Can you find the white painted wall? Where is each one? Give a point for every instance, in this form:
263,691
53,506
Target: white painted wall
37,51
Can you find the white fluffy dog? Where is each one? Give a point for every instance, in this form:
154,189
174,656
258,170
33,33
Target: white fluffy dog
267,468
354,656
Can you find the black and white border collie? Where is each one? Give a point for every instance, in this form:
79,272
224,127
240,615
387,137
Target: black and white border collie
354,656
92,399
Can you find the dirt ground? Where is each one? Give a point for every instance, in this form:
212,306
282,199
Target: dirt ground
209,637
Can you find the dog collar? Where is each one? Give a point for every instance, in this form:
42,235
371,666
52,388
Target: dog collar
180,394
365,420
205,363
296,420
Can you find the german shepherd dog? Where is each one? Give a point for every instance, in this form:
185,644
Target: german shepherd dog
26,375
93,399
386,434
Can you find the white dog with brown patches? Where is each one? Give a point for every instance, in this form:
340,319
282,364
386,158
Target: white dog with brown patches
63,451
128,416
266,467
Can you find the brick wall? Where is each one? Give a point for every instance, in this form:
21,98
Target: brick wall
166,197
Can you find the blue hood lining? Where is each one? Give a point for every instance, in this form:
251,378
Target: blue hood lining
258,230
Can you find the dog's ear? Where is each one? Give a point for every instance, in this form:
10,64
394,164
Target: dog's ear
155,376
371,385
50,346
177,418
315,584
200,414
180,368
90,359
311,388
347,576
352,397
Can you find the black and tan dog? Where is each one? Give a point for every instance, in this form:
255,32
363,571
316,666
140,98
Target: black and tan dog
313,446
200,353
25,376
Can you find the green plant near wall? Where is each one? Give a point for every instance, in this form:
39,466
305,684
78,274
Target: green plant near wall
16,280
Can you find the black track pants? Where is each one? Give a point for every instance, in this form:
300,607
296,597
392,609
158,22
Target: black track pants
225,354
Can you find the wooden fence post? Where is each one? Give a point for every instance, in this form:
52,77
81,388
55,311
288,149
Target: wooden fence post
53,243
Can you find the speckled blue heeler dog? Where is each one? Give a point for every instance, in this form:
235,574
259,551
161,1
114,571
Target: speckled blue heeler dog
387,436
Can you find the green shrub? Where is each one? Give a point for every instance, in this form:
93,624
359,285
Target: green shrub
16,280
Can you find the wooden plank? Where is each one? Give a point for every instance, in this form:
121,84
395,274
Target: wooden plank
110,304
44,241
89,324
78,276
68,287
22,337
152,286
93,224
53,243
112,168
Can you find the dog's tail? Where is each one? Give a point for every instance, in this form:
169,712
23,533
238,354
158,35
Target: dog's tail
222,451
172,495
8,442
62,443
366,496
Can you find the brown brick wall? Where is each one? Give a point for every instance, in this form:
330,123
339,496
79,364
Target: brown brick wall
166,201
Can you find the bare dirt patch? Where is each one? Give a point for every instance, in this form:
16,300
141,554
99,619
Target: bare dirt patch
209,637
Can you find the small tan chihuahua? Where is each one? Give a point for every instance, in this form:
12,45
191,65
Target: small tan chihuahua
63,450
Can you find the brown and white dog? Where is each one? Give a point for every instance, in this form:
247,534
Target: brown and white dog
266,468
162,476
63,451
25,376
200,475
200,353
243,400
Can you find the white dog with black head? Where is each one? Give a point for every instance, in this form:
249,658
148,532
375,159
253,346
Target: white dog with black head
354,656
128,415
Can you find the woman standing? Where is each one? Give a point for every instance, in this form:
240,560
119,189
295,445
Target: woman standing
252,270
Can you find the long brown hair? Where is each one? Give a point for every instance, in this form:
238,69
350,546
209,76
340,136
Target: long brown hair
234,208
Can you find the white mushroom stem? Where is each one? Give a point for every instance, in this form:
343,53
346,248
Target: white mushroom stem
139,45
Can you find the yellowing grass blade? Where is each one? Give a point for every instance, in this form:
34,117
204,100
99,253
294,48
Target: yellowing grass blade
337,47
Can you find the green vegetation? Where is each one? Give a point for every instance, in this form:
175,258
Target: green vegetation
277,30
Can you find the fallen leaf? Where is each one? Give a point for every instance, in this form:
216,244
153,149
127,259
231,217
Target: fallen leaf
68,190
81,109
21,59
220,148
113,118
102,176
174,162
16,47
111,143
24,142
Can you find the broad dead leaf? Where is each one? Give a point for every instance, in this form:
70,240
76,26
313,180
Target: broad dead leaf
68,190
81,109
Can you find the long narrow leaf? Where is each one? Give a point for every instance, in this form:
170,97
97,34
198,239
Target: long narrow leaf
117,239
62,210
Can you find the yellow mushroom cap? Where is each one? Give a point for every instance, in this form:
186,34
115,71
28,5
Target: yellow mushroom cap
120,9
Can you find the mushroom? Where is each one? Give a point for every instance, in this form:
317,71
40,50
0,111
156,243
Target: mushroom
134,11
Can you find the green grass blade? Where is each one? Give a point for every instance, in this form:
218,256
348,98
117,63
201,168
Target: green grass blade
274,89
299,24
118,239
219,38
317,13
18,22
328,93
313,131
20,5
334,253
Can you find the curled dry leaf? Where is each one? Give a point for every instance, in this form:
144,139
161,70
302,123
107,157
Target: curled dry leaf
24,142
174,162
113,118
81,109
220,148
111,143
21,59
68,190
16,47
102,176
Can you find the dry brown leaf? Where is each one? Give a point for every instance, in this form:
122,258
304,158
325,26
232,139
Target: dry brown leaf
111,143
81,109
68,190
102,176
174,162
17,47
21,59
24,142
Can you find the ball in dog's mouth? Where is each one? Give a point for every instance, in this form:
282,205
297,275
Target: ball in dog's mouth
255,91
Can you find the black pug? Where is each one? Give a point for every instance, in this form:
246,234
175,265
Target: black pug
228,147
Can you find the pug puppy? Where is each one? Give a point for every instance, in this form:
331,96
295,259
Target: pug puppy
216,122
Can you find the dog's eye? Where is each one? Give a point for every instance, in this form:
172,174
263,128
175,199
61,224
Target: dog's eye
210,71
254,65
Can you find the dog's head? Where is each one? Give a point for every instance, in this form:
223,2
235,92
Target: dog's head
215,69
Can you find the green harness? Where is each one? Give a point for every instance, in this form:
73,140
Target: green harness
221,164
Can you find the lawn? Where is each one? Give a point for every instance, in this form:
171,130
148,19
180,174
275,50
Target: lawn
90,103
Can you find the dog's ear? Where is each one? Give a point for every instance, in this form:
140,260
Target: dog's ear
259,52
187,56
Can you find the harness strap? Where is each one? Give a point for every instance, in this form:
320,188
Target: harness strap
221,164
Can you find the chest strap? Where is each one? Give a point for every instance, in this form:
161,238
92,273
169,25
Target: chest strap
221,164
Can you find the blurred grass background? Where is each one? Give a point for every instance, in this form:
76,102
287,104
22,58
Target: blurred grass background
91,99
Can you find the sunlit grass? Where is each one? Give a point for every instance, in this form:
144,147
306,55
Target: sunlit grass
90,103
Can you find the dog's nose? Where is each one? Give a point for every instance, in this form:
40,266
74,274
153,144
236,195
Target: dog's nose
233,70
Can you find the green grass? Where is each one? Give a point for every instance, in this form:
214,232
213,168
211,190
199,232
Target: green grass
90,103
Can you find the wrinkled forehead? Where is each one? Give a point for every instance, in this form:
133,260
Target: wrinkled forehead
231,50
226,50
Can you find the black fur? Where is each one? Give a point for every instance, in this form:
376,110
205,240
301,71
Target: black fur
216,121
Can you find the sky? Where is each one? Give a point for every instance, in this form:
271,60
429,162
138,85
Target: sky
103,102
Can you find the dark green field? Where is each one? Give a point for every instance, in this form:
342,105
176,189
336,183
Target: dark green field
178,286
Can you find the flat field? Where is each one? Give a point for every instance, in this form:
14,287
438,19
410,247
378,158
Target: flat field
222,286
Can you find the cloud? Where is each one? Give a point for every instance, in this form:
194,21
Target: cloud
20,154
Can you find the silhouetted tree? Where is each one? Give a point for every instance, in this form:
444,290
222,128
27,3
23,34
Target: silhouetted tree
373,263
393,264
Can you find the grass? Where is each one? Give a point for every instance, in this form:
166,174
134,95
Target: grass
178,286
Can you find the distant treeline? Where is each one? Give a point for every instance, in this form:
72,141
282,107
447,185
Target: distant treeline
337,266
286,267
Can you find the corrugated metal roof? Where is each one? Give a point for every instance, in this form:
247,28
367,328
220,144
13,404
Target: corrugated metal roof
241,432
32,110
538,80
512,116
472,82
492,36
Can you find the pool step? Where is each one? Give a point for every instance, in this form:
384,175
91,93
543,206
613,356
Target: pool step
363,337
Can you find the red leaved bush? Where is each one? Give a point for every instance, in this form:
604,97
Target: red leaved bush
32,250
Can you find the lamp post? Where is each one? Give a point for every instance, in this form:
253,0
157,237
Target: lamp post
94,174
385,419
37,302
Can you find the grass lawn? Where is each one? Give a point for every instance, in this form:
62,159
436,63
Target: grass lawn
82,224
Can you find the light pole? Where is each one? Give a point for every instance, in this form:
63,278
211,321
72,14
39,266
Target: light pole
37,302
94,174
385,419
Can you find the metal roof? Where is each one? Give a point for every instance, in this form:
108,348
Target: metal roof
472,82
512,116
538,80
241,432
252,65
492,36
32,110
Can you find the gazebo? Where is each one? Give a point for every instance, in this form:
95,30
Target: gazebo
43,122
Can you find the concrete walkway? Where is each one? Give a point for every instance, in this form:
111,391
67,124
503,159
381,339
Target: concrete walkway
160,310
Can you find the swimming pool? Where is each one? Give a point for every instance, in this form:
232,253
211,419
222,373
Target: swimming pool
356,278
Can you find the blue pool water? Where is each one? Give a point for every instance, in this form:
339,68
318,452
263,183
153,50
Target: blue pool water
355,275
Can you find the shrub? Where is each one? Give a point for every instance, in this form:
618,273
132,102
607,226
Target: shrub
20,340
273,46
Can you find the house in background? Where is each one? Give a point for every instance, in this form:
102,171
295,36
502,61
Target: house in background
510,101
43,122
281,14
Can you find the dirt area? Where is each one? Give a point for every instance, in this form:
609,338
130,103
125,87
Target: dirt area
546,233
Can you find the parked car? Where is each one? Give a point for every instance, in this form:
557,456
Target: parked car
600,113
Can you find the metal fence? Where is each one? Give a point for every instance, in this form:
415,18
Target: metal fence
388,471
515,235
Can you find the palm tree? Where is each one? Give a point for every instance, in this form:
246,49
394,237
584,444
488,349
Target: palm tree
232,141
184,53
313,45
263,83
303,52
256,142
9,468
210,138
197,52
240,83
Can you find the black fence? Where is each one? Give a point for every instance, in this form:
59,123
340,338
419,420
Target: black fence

+--

TASK DESCRIPTION:
Exactly reproduce the lines beginning with the one that contains "Can you find the house" and ending with the last line of the material, both included. Leave out everything else.

CORRECT RESPONSE:
Can you find the house in background? Where is each one? Give a point for every instance, in this form:
102,171
295,36
502,61
Target: house in background
510,101
43,122
281,14
Can you find the dirt area? Where is each one? Give a point for every instance, in this form:
609,338
130,103
125,87
Target: dirt area
546,233
Can you find the parked car? Where is each one? Give a point for every instance, in this form:
557,456
Target: parked car
600,113
Can you find the metal fence? Where is each one? Give a point for every instance, in this form:
415,18
Target: metal fence
388,471
515,235
Can you find the palm tree? Where is each one? Give a point for every instance, in this form:
246,49
394,237
584,444
488,349
Target: palm tree
232,141
184,53
313,45
263,83
303,52
256,142
9,468
210,138
197,52
240,83
Can you find the black fence? Where is each one? Give a point for every instance, in this form:
59,123
340,338
419,420
Target: black fence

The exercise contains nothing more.